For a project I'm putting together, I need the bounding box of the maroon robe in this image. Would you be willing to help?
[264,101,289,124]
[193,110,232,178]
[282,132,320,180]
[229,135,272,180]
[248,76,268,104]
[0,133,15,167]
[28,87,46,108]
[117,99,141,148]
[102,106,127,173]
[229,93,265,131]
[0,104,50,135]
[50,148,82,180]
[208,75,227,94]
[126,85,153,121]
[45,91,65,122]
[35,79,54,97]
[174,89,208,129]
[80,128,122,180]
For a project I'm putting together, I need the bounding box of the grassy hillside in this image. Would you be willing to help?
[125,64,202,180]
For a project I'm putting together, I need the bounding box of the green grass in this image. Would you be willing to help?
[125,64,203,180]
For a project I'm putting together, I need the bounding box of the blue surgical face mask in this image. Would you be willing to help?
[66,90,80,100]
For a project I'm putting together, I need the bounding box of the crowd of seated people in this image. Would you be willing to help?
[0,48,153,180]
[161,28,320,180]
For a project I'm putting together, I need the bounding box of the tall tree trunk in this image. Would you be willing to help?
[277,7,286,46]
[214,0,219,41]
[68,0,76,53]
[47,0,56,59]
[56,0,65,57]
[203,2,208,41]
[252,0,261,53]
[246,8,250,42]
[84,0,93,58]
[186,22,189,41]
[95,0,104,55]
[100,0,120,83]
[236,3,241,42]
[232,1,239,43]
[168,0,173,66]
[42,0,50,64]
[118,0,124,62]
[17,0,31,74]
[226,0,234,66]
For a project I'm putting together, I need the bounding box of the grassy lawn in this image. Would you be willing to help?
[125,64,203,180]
# # #
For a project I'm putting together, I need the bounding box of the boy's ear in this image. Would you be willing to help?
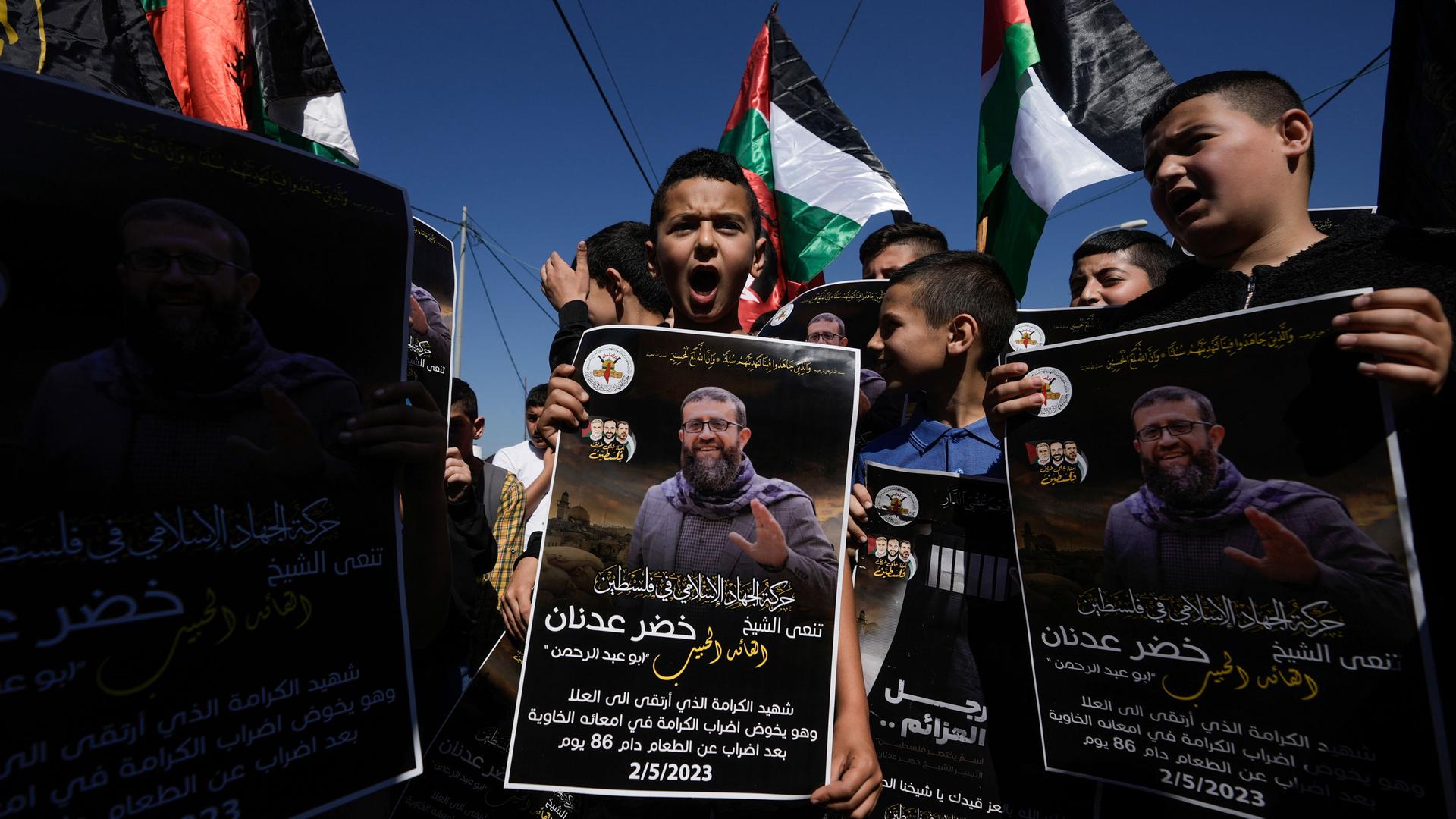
# # #
→ **Exercise objective**
Copy out the entries above word for word, from the line that contains "the grassy hillside" through the line that contains "[66,90,80,100]", including both of those lines.

→ **The reply**
For a project I'm putting together, I need the bounding box of the grassy hillside in this image. Would you be willing to help?
[125,64,202,180]
For a project I'm putting together, I need the bounding box of the green grass in this image. Would you be willing to help?
[125,64,203,180]
For a project I'm putting together, I need the bounding box of the blue surgical face mask in this image. Would you be willing to help?
[66,90,80,100]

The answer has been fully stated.